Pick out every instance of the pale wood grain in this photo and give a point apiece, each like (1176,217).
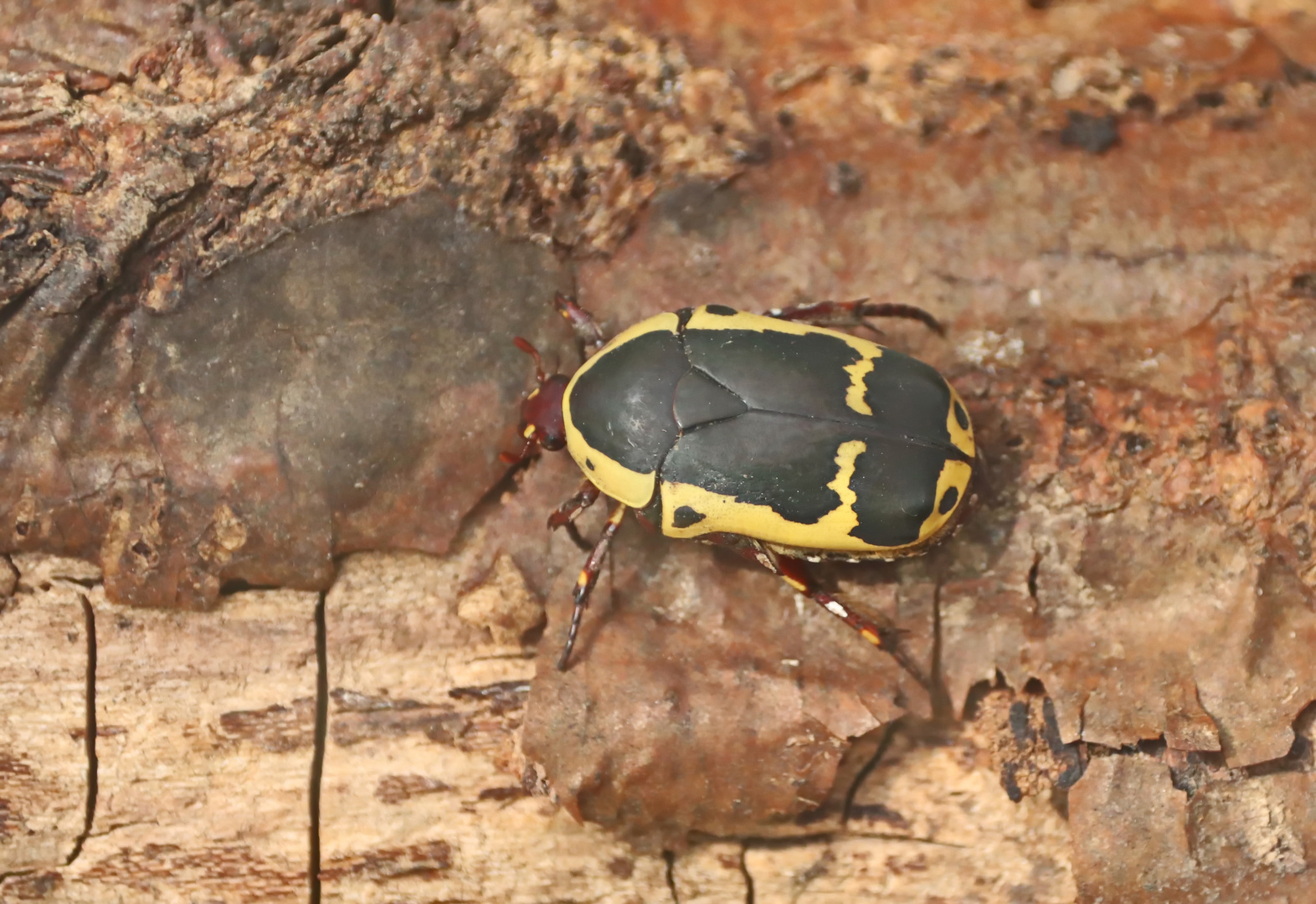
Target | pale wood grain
(43,725)
(423,794)
(207,737)
(204,742)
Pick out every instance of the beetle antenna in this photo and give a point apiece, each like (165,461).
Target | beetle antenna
(535,353)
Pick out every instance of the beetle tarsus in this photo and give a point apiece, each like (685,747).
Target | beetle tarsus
(886,637)
(589,578)
(582,322)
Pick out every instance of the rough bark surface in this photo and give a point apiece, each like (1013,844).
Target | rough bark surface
(1109,206)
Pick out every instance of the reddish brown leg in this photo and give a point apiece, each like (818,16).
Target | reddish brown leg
(568,512)
(582,322)
(840,313)
(885,637)
(589,578)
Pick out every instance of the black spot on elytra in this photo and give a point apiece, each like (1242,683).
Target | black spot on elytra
(686,516)
(961,416)
(949,499)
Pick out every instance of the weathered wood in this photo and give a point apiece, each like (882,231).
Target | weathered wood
(43,724)
(206,729)
(423,782)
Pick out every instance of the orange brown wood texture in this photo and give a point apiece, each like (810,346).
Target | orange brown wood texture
(1109,204)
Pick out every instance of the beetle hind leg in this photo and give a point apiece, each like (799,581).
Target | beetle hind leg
(885,637)
(589,578)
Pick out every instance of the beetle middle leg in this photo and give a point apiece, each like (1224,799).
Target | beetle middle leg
(589,578)
(568,512)
(853,313)
(885,637)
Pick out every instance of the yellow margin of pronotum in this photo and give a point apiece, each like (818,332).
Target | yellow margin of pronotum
(612,478)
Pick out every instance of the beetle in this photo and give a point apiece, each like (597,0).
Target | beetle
(769,433)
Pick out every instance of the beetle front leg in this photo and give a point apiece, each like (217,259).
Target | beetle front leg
(841,313)
(568,512)
(589,578)
(885,637)
(582,322)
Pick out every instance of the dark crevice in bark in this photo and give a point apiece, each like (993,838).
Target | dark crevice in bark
(749,879)
(887,737)
(943,710)
(317,759)
(90,731)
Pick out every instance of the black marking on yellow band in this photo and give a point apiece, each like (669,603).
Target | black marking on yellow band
(686,516)
(948,501)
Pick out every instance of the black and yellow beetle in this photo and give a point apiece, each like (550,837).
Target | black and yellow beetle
(780,439)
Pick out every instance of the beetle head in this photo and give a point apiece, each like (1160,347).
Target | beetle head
(541,411)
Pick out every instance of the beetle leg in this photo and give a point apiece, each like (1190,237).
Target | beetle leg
(589,577)
(839,313)
(582,322)
(568,512)
(885,637)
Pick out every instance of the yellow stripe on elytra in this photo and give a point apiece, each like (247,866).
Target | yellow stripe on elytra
(724,513)
(857,390)
(953,474)
(961,437)
(618,480)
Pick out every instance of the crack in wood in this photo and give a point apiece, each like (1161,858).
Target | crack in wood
(317,759)
(90,733)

_TASK REQUIREMENTS_
Copy out the listing above in full and leave out its pictures.

_YOUR RESPONSE_
Pick out every instance of the pale wood grain in this photo and give a point apiece, each like (1176,217).
Target | pale wood grain
(43,725)
(423,794)
(207,737)
(204,742)
Pick out every instance of the beetle antenna in this photo and give a point apiece, each like (165,461).
Target | beetle antenna
(535,353)
Pick out every instance of the beetle tarsus in this photo and give a point apiece, each like (685,747).
Target | beetle tarsus
(886,637)
(589,578)
(582,322)
Pick out every instance of the rough bark surface in this photo and give a point apiece, each like (1013,844).
Target | rough bark surface
(1109,206)
Pick out every instance of the reddish brown leg in this photo and give a point apiece, each like (818,16).
Target | reddish brown leg
(568,512)
(582,322)
(840,313)
(885,637)
(589,578)
Pick out every instance of the black spot on elytra in this photo and give a point apiece, each like (1242,683).
Target | black spot on elytra
(686,516)
(961,416)
(949,499)
Pick out every instance of the weathered wood in this photo and give a point apiece, each like (882,231).
Target | weathered wood
(43,724)
(206,729)
(423,782)
Pick out every instance of the orange brown wood texture in this photo and give a point apiece, each like (810,346).
Target | orange brown wood texture
(1109,204)
Pick out every instance of the beetle hind leg in this photo and give a point apiece, each like (799,581).
Target | beetle hind leg
(885,637)
(589,578)
Pick out every instance of the beetle middle leg in this photo and give a point apiece, each like (1224,799).
Target | beetle middle leg
(589,578)
(568,512)
(853,313)
(885,637)
Pick out every instance of the yellow margin of pronotum in this photo and give a point apiece, each like (818,332).
Target | yellow margin of pronotum
(612,478)
Pick out every instance of the beetle in this photo and give a point apiece, each like (597,0).
Target | beetle
(769,433)
Pick out every instance of the beetle front leg in this photo and give a point apiece, each like (217,259).
Target | beetle front leg
(841,313)
(568,512)
(589,578)
(885,637)
(582,322)
Pick out every instance of the dark crevice in bark in this photo and give a point apiece, each like (993,838).
Target | dark crevice in bark
(749,879)
(887,737)
(943,710)
(317,759)
(90,731)
Pick out every instance of the black marking on yellow band in this photo and give a point apiece, each like (669,603).
Target | black marking on yellow band
(686,516)
(948,501)
Pick out every instance of the black and yellow beetle in this photo and give a point apiece, each like (550,837).
Target | black and yellow beetle
(780,439)
Pick out every instance of the beetle head in this photo and give a point apiece, each like (1160,347).
Target | beetle head
(541,411)
Pick out every instance of the beetle leg in this photo and give a point apiece, each like (1190,237).
Target | beetle leg
(589,577)
(839,313)
(582,322)
(568,512)
(885,637)
Pick out every instance of the yellow stripe on elytra in this photo and give a point apiece, each like (247,866).
Target | yellow stripe on elytra
(724,513)
(857,390)
(953,474)
(961,437)
(618,480)
Pick out every instance of the crack in wood in this photo and give a point apiece, each like (1161,858).
Target | crack in wood
(317,759)
(90,733)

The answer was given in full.